TASK ITEM:
Copy the data exactly, pictures aside.

[Opening TASK INPUT section]

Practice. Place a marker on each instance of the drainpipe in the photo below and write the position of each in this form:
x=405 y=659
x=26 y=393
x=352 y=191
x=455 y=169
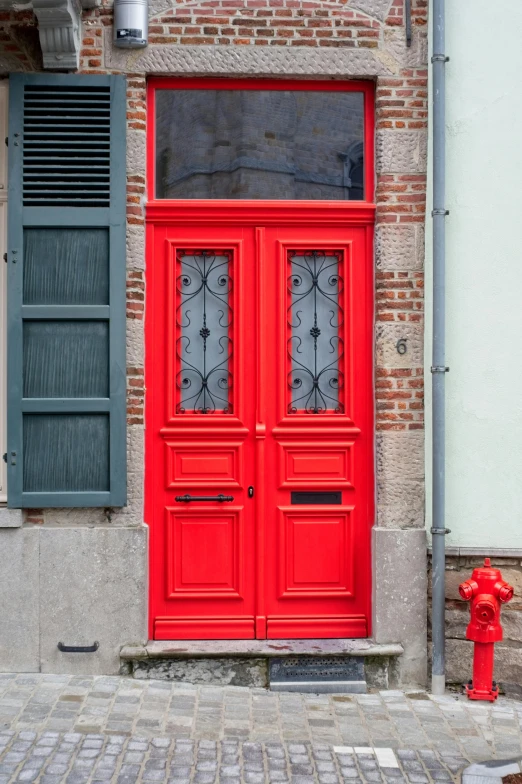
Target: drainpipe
x=439 y=369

[Closing TASK INPUT section]

RESPONSE:
Practice. Place a marker on each instance of the drainpipe in the photo below and write the position of each in this form:
x=405 y=659
x=26 y=393
x=352 y=191
x=455 y=169
Target: drainpipe
x=439 y=369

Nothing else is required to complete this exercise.